Information shown =

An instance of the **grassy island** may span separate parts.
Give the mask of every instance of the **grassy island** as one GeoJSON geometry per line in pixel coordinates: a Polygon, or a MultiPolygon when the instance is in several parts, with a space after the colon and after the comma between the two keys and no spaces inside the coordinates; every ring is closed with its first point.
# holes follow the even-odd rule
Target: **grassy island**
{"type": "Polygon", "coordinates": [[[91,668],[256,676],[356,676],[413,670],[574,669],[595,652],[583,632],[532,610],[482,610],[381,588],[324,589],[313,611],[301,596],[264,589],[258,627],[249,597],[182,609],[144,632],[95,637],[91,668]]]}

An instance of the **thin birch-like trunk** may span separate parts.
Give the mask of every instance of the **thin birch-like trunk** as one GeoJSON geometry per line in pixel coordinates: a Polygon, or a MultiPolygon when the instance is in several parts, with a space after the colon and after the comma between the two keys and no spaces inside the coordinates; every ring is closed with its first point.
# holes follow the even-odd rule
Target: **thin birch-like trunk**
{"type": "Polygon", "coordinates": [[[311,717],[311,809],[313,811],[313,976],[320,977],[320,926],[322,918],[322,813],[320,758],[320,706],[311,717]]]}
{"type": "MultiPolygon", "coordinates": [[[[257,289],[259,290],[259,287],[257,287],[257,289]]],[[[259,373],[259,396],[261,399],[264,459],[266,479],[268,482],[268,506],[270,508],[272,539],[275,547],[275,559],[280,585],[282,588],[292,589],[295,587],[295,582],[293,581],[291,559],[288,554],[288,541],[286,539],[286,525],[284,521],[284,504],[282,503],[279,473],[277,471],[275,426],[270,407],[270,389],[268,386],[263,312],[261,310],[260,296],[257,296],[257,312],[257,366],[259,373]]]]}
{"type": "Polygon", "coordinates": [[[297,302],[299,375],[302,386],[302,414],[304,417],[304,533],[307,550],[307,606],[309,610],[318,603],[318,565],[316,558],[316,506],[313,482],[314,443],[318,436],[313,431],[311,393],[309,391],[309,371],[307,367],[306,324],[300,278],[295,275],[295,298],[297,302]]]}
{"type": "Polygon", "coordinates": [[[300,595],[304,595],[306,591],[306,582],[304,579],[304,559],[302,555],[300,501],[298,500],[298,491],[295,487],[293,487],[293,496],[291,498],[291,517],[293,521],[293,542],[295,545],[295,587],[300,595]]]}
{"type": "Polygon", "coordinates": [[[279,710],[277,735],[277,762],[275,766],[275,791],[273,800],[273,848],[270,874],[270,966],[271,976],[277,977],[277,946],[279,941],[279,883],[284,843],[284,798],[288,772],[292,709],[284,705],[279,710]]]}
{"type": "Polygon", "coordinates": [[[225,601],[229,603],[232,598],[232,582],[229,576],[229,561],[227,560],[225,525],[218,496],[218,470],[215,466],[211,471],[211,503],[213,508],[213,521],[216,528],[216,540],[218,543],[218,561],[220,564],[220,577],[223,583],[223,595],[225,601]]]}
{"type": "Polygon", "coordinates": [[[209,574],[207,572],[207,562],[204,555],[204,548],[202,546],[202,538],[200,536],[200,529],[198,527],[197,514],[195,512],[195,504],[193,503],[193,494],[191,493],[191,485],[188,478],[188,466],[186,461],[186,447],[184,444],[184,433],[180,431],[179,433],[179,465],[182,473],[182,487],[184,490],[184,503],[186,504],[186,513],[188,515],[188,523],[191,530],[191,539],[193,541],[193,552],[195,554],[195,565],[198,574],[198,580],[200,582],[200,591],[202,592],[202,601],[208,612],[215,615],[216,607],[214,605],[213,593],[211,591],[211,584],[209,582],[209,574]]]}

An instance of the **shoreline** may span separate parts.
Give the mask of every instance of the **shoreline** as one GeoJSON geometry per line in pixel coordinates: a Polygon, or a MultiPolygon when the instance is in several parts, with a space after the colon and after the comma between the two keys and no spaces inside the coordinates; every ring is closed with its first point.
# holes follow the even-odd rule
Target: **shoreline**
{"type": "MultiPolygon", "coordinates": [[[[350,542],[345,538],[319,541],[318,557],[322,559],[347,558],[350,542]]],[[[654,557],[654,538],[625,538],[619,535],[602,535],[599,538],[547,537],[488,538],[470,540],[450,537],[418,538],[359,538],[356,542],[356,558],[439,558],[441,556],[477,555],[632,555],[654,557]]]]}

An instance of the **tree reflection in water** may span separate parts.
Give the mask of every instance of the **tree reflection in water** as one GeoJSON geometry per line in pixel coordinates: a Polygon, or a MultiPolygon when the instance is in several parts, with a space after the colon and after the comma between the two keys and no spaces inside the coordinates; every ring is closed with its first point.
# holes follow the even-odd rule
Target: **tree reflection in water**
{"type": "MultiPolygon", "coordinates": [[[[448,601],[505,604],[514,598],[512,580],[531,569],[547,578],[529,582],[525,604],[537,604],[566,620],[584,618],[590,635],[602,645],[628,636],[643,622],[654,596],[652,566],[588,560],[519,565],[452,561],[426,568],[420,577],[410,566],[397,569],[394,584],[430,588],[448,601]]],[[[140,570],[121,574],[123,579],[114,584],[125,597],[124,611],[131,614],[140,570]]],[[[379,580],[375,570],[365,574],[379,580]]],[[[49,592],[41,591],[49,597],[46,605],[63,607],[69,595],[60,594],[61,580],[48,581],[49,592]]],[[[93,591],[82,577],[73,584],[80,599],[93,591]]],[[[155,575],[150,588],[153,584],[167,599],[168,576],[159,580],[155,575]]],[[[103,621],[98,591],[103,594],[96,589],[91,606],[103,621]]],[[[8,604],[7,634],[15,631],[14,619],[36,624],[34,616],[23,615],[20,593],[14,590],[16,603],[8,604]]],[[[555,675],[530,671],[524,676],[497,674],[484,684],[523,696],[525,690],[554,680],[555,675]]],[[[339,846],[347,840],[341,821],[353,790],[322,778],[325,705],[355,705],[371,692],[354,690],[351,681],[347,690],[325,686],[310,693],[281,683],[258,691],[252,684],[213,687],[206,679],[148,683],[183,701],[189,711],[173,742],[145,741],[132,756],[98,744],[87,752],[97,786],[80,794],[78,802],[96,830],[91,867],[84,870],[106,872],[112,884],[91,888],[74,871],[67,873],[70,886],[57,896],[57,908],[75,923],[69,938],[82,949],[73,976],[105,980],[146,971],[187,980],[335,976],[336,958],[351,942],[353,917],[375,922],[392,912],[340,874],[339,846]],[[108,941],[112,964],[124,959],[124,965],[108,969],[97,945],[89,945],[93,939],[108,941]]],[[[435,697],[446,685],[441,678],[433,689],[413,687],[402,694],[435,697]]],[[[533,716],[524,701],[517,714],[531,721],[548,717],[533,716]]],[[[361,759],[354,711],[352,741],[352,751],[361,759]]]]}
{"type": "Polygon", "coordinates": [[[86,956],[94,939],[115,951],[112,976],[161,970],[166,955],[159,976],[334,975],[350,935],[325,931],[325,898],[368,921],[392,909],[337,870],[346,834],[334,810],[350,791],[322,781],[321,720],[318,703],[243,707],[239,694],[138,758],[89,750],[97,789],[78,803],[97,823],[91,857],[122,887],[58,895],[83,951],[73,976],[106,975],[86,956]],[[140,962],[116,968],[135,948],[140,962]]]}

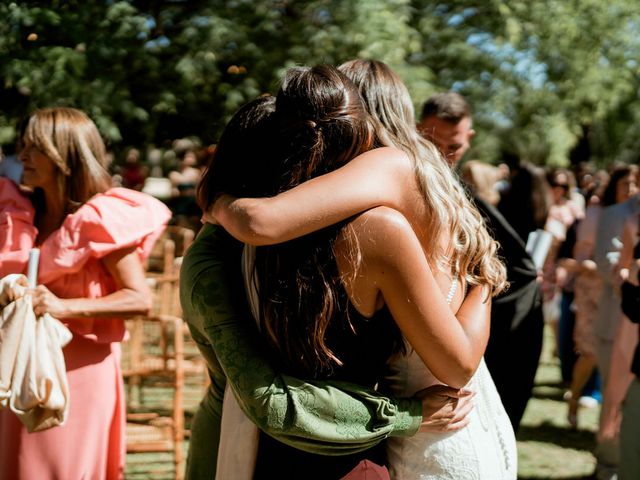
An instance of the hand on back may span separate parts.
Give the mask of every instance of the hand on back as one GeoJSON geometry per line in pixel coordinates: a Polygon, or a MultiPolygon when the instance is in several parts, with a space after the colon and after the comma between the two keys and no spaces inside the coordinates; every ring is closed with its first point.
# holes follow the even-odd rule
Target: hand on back
{"type": "Polygon", "coordinates": [[[416,396],[422,400],[421,432],[453,432],[469,424],[474,392],[466,388],[432,385],[420,390],[416,396]]]}

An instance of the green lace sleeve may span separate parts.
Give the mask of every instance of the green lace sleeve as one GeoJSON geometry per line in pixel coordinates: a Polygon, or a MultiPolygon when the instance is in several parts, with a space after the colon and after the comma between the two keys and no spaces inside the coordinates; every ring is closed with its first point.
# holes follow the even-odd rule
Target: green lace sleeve
{"type": "Polygon", "coordinates": [[[312,453],[346,455],[388,436],[413,435],[416,399],[390,398],[348,382],[303,381],[274,370],[248,310],[242,245],[206,226],[184,258],[181,299],[190,327],[210,341],[245,414],[264,432],[312,453]]]}

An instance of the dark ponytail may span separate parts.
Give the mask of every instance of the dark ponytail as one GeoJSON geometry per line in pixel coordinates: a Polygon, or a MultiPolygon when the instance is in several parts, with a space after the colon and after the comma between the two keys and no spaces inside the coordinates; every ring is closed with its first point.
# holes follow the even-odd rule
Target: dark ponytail
{"type": "MultiPolygon", "coordinates": [[[[276,116],[284,143],[280,191],[333,171],[371,146],[364,104],[351,81],[331,66],[289,70],[276,96],[276,116]]],[[[316,376],[341,363],[326,336],[331,321],[348,323],[333,251],[343,225],[256,254],[263,332],[300,374],[316,376]]]]}

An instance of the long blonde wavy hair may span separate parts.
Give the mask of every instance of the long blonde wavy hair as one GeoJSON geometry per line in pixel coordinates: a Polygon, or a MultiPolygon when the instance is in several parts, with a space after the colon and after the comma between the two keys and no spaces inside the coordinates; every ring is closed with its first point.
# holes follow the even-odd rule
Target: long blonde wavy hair
{"type": "Polygon", "coordinates": [[[383,62],[351,60],[339,67],[358,87],[373,118],[376,143],[404,151],[429,212],[426,255],[429,263],[464,277],[469,285],[487,285],[491,294],[506,289],[506,269],[497,242],[438,149],[416,129],[411,96],[400,77],[383,62]],[[449,248],[439,245],[447,234],[449,248]]]}

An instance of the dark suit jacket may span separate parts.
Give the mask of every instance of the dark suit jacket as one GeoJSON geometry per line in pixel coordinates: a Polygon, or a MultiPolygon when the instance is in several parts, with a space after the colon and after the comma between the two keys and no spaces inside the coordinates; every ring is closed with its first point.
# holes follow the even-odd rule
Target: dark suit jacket
{"type": "Polygon", "coordinates": [[[510,287],[493,299],[485,361],[514,430],[518,430],[542,350],[542,295],[531,256],[516,231],[493,206],[475,199],[500,247],[510,287]]]}
{"type": "Polygon", "coordinates": [[[540,305],[540,287],[537,270],[531,256],[525,250],[522,238],[509,222],[492,205],[474,198],[478,210],[487,224],[489,233],[498,241],[498,255],[507,268],[509,288],[493,300],[491,322],[507,322],[511,330],[540,305]]]}

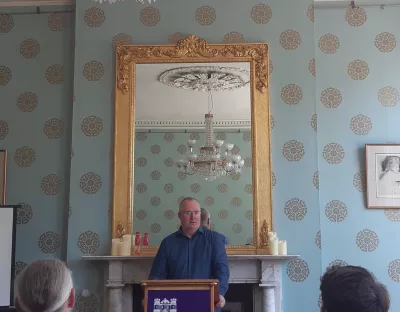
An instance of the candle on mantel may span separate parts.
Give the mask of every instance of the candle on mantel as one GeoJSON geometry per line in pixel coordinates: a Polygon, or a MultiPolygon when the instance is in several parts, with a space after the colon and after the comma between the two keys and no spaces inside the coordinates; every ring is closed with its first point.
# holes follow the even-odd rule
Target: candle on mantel
{"type": "Polygon", "coordinates": [[[132,235],[126,234],[122,236],[120,256],[130,256],[132,247],[132,235]]]}
{"type": "Polygon", "coordinates": [[[278,251],[278,240],[273,238],[269,241],[269,254],[270,255],[278,255],[279,251],[278,251]]]}
{"type": "Polygon", "coordinates": [[[111,256],[118,256],[121,249],[121,240],[119,238],[113,238],[111,241],[111,256]]]}
{"type": "Polygon", "coordinates": [[[270,255],[278,255],[279,254],[279,241],[278,241],[278,235],[276,232],[268,232],[268,241],[269,241],[269,254],[270,255]]]}
{"type": "Polygon", "coordinates": [[[281,256],[287,255],[287,242],[285,240],[279,241],[278,252],[279,252],[279,255],[281,255],[281,256]]]}

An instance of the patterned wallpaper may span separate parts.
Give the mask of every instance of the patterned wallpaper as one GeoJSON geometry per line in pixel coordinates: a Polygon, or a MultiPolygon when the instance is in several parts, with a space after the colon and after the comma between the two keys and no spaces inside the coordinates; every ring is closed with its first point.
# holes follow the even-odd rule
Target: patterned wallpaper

Required action = Within the entries above, give again exactly the lines starting at the one that contains "An instance of the long" and ending at the one that contains "An instance of the candle", leaving out the pictures.

Solution =
An instance of the long blonde wavy hair may span separate parts.
Give the mask of every instance of the long blonde wavy hair as one GeoJSON geometry per line in pixel coordinates: a Polygon, or a MultiPolygon when the instance is in several parts, with a space after the colon and after the comma between the two keys and no spaces inside the coordinates; every ring is closed with its first point.
# holes follow the even-odd rule
Target: long blonde wavy hair
{"type": "Polygon", "coordinates": [[[383,62],[351,60],[339,67],[358,87],[373,118],[376,143],[404,151],[429,212],[426,255],[429,263],[464,277],[469,285],[487,285],[491,294],[506,289],[506,269],[497,242],[438,149],[416,129],[411,96],[400,77],[383,62]],[[449,248],[439,245],[447,234],[449,248]]]}

An instance of the dark suit jacket may span separate parts.
Give the mask of every instance of the dark suit jacket as one GeoJSON geometry per line in pixel coordinates: a Polygon, or a MultiPolygon when the instance is in several parts, with a space after the colon and after the comma between the two keys and no spaces inside the coordinates; every ring is closed with its first point.
# holes follow the even-odd rule
Target: dark suit jacket
{"type": "Polygon", "coordinates": [[[510,287],[493,299],[485,361],[514,430],[518,430],[542,350],[542,295],[531,256],[516,231],[493,206],[475,199],[500,247],[510,287]]]}
{"type": "Polygon", "coordinates": [[[540,305],[540,287],[537,270],[531,256],[525,250],[522,238],[509,222],[492,205],[474,198],[478,210],[487,224],[489,233],[498,241],[498,255],[507,268],[509,288],[493,300],[491,322],[507,322],[511,330],[540,305]]]}

An instance of the candle on mantel may span separate parts.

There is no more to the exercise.